START PROVIDED PASSAGE
Second, the proposed cell detection algorithm is compared with three detection algorithms: (1) Iterative radial voting (IRV) [1] with different cell diameter parameter {19, 22, 25, 28, 31} for NET and {17, 20, 23, 26, 29} for Lung dataset; (2) Image-based tool for counting nuclei (ITCN) [2] with diameter parameter set as {20, 23, 26, 29, 32} for NET and {17, 20, 23, 26, 29} for Lung dataset; (3) A learning-based cell detection algorithm (Arteta et al. [3]) that does not require the parameter selection once a structured supported vector machine is learned on the training images. Both algorithms (1) and (2) will generate a pool of detection candidates, and we will evaluate whether the proposed algorithm is capable of finding the best subset that outperforms each individual algorithm. Please note that we use IRV\(+\)OURS and ITCN\(+\)OURS to denote the proposed algorithm using the detection results of IRV and ITCN as candidates for best subset selection, respectively. The experimental results are shown in Fig. 5.3. The first row denotes the testing results using the NET dataset, and the second row presents the testing results using the lung cancer dataset. The detailed comparative results are explained below.

The comparative results of IRV, IRV+OURS, ITCN, ITCN+OURS with respect to different parameters are shown in Fig. 5.3c, f. As one can tell, whether or not IRV and ITCN can provide satisfactory results heavily depend on proper parameter selections, which is not always feasible or convenient during runtime. When the parameter is not selected correctly, the performance will deteriorate significantly as illustrated in (c) and (f) (red and blue dotted lines). However, our proposed algorithm does not require careful selection of parameters as shown in Fig. 5.3b, e. In addition, it consistently outperforms any best individual detection result using IRV and ITCN (red and blue lines) (Fig. 5.4).
END PROVIDED PASSAGE
| COMPLETE THE FOLLOWING |
1) In the cell detection comparison, recast the paragraph beginning "The comparative results of IRV" as a short bulleted list that keeps its main facts.
2) Write the next part of the cell detection comparison, picking up after its final sentence.
START MATERIAL PROVIDED
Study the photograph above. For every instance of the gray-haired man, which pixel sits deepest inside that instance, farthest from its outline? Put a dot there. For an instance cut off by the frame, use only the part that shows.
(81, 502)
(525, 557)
END MATERIAL PROVIDED
| TASK ANSWERS |
1)
- Fig. 5.3c, f show the results of IRV, IRV+OURS, ITCN, and ITCN+OURS across different parameters.
- IRV and ITCN give satisfactory results only with proper parameter selection, which is not always feasible or convenient at runtime.
- With incorrectly selected parameters, their performance deteriorates significantly (red and blue dotted lines in (c) and (f)).
- The proposed algorithm does not require careful parameter selection (Fig. 5.3b, e).
- It consistently outperforms any best individual detection result from IRV and ITCN (red and blue lines) (Fig. 5.4).

2)
Fig. 5.4
figure 4

Qualitative cell detection results using different algorithms. The first row denotes the cell detection results using NET and the second row denotes the cell detection results using the Lung cancer dataset. From left to right, the columns denote: cropped image patch, cell detection results of [1,2,3], and the proposed algorithm. The detection errors are labeled with dotted yellow rectangles

In order to justify the accuracy of the assigned weights w using DCNN in Eq. (5.1), we have compared DCNN with a random forest (RF) classifier using different features: (1) Global scene descriptor (GIST) and (2) raw pixel values following by a principle component analysis (PCA) for the dimension reduction. The comparison results can be seen in Fig. 5.5. It is obvious that DCNN consistently provides better results than other methods on both Net and Lung datasets. The quantitative detection results are summarized in Table 5.2. We can see that the proposed algorithm consistently performs better than both the parameter sensitive methods (IRV and ITCN) and the parameter nonsensitive method [3]. Please note that in Table 5.2, we report the best detection results of [1] and [2] using the optimal parameters. Some qualitative automatic cell detection results are shown in Fig. 5.4 using both NET and lung cancer data.

Table 5.2 Comparison of cell detection accuracy
Fig. 5.5
figure 5

Comparisons of methods to compute w in Eq. (5.1)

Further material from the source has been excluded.